■ **TASK TO COMPLETE**: Transcribe the whole listing exactly.

■ **EXCERPTED RECORDS**:
= = = = =
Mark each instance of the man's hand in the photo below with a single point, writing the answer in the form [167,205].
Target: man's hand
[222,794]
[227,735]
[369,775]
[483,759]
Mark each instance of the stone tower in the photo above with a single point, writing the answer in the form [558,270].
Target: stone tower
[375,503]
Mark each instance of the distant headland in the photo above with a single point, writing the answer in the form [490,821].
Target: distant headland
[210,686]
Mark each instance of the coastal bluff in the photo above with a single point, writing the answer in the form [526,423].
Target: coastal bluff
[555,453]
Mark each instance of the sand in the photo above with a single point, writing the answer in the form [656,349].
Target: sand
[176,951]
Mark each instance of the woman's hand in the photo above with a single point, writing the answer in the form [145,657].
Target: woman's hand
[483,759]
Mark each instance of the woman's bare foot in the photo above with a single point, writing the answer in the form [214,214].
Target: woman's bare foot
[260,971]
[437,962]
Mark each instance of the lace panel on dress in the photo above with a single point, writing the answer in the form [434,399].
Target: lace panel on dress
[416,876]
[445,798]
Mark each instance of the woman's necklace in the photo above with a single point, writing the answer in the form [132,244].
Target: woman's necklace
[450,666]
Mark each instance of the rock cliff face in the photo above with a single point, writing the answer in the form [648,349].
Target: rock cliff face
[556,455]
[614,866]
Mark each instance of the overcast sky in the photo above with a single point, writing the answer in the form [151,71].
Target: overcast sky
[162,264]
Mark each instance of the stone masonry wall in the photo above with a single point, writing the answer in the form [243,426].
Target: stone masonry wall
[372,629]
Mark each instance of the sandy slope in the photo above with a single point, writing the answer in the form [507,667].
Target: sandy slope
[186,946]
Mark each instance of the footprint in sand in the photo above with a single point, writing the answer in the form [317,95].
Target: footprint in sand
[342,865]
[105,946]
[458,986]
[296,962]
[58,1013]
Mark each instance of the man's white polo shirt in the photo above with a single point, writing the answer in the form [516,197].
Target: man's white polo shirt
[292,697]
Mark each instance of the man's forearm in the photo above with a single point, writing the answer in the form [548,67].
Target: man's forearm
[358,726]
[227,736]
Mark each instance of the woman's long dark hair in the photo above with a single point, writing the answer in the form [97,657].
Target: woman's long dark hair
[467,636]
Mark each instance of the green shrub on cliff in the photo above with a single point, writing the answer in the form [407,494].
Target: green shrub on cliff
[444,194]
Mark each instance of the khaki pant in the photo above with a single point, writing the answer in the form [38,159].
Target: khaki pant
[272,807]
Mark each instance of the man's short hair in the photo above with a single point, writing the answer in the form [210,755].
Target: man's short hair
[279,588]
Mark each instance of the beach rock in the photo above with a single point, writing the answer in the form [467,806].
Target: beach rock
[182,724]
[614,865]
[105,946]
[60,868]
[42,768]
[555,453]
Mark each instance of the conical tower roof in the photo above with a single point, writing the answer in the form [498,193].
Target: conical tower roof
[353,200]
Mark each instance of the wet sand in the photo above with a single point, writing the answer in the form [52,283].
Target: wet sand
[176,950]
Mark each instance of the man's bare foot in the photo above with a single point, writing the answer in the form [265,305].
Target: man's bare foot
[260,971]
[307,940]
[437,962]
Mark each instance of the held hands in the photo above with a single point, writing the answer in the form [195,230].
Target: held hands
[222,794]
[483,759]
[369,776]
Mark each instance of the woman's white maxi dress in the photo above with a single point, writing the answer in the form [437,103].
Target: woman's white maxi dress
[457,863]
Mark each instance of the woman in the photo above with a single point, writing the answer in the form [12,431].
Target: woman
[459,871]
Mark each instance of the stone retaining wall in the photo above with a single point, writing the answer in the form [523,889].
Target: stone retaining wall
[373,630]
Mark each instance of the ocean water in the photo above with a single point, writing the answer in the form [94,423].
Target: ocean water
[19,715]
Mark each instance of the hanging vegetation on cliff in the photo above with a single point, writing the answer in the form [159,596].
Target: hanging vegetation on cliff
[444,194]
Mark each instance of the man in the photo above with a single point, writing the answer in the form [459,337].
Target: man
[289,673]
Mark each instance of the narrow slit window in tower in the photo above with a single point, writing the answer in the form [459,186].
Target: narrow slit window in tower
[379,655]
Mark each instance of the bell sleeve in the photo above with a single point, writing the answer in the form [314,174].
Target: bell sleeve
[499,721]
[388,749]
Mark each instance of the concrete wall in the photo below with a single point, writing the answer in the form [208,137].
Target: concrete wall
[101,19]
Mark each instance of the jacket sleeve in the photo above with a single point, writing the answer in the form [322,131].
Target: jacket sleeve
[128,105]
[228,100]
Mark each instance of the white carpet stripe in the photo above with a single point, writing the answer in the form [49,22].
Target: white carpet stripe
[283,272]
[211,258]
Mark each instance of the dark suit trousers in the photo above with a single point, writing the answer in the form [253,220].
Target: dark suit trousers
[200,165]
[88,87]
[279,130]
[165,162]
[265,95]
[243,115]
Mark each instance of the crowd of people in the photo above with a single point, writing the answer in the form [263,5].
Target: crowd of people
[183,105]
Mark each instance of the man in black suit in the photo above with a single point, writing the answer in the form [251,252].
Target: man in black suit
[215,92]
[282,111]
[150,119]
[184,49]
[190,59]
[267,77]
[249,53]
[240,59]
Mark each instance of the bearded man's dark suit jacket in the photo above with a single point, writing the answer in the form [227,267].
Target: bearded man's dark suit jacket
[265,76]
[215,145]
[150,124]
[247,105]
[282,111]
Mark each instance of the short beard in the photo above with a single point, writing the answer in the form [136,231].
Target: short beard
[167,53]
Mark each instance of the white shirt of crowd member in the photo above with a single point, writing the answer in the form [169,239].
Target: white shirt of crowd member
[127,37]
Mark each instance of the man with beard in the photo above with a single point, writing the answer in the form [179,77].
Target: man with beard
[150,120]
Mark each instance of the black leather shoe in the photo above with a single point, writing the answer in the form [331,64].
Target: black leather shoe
= = = = =
■ **PROBLEM SOLUTION**:
Mark each instance of the man's hand in the photo below with a single point, writing the answer in the form [167,205].
Target: man's hand
[222,794]
[227,735]
[369,775]
[483,759]
Mark each instance of the stone tower in the photo above with a single point, writing the answer in the form [558,270].
Target: stone tower
[375,503]
Mark each instance of the distant headland in the photo above with a single point, writing the answer in the form [490,821].
Target: distant headland
[210,686]
Mark each instance of the coastal bluff in the photo above with a single point, writing the answer in the form [526,423].
Target: coastal bluff
[555,453]
Mark each instance of the sand in the photo above with a single point, writing the answer in the form [656,349].
Target: sand
[176,951]
Mark each instance of the woman's hand in the photo above with a single point, writing the answer in the form [145,657].
Target: woman's hand
[483,759]
Mark each instance of the woman's bare foot in the photo above with a single point, writing the answer in the form [214,214].
Target: woman's bare foot
[260,971]
[437,962]
Mark each instance of the lace panel on dress in the photo above with a single point, writing the answer in the form [434,399].
Target: lace panel on dress
[416,876]
[445,798]
Mark each instance of the woman's necklace in the photo above with a single point, writing the answer in the form [132,244].
Target: woman's necklace
[450,666]
Mark each instance of the rock cliff face in the photo above with a single point, writing the answer in the form [648,349].
Target: rock cliff face
[556,455]
[614,866]
Mark each instance of the overcast sky in the photo above with a single point, writing the answer in the form [151,71].
Target: overcast sky
[162,264]
Mark each instance of the stone masonry wall in the photo above with a single point, writing the answer in the form [243,426].
Target: stone masonry wall
[372,629]
Mark each instance of the sandy slope in the photo above with a single point, writing the answer in the form [507,667].
Target: sandy slope
[186,946]
Mark each instance of the footprint in sand in the photo above with a single point, writing the answer in the form [317,95].
Target: footprint in sand
[342,865]
[105,946]
[458,986]
[296,962]
[58,1013]
Mark each instance of the man's white polo shirt in the photo above with a single point, writing the answer in the form [516,197].
Target: man's white polo shirt
[292,697]
Mark each instance of the man's forearm in the photo above with a single point, writing the answer in the form [548,67].
Target: man's forearm
[358,726]
[227,736]
Mark each instance of the woman's long dark hair in the photo above with a single point, writing the answer in the form [97,657].
Target: woman's long dark hair
[467,636]
Mark each instance of the green shrub on cliff in the photo above with a single point, writing the answer in the form [407,494].
Target: green shrub on cliff
[444,194]
Mark each instance of the khaki pant in the photo above with a single point, writing the answer in the form [38,159].
Target: khaki pant
[272,807]
Mark each instance of the man's short hair in the photo above with a single point, writing the answer in the form [210,755].
Target: man's short hair
[279,588]
Mark each instance of the beach rock in the photo above with a single point, writing the answer in the form [467,806].
Target: beach rock
[182,724]
[614,865]
[105,946]
[60,868]
[42,768]
[555,453]
Mark each instance of the conical tower roof in the photo above with a single point, writing the answer in the form [498,193].
Target: conical tower roof
[353,200]
Mark each instance of the wet sand in the photo above with a single point, writing the answer in the form [52,283].
Target: wet sand
[176,950]
Mark each instance of the man's bare foot in the photo above with a single point, writing the answer in the form [265,305].
Target: man's bare foot
[260,971]
[307,940]
[437,962]
Mark each instance of the held hands in the photo above with a single point, writing the answer in the form [195,230].
Target: held hands
[222,794]
[483,759]
[369,776]
Mark each instance of the woman's white maxi dress in the photo above with a single point, writing the answer in the form [437,103].
Target: woman's white maxi dress
[457,863]
Mark each instance of the woman in the photo above with a single point, writing the answer in the form [12,431].
Target: woman
[459,871]
Mark each instance of the stone retaining wall in the photo above with a single point, writing the answer in the form [523,889].
Target: stone retaining wall
[373,630]
Mark each instance of the ocean water in the photo above with a single point, writing the answer in the form [94,423].
Target: ocean water
[19,715]
Mark each instance of the hanging vegetation on cliff in the photo above with a single point, writing the answer in the form [159,596].
Target: hanging vegetation on cliff
[444,194]
Mark each instance of the man in the photo above with a single point, writing the answer in the form [459,337].
Target: man
[289,673]
Mark each instance of the narrow slit window in tower in the photo above with a single point, writing the answer in the form [459,186].
Target: narrow slit window in tower
[379,655]
Mark each instance of the bell sleeve in the photo above with a single point, writing the answer in the form [314,174].
Target: bell sleeve
[499,721]
[388,749]
Mark each instance of the concrete wall in the photo below with a single point, writing the answer in the form [208,137].
Target: concrete wall
[101,19]
Mark each instance of the jacket sleeve in the photo above with a single point, writing the answer in the form [322,131].
Target: jacket sleeve
[128,105]
[228,100]
Mark each instance of the white carpet stripe in the photo above with a single point, writing the answer in the form [49,22].
Target: white carpet stripe
[283,272]
[211,258]
Mark each instance of the dark suit trousers in the photo above with a single point, writing the answer in the form [253,220].
Target: dark suit trousers
[200,165]
[88,87]
[279,130]
[165,162]
[265,95]
[243,115]
Mark each instance of the crowd of people in the photo above with a single point, writing the answer in the form [263,5].
Target: crowd of people
[183,105]
Mark each instance of the man in black suit in the photo above with a single point, writing the answer in the form [251,252].
Target: man in black suit
[215,92]
[282,111]
[150,119]
[184,49]
[190,59]
[267,77]
[249,53]
[240,59]
Mark each instance of the bearded man's dark suit jacket in the photo above with a single point, writing the answer in the form [227,267].
Target: bearded man's dark suit jacket
[265,76]
[215,145]
[150,124]
[247,105]
[282,111]
Mark each instance of the short beard in the photo above with a single point, writing the answer in the form [136,231].
Target: short beard
[167,53]
Mark each instance of the white shirt of crowd member in the photo above with a single point, writing the answer in the form [169,239].
Target: white shirt of crowd member
[127,37]
Mark each instance of the man with beard in the photo above with a single point, writing the answer in the form [179,77].
Target: man with beard
[150,120]
Mark each instance of the black leather shoe in the photo above with a single point, writing the answer in the form [331,64].
Target: black leather shoe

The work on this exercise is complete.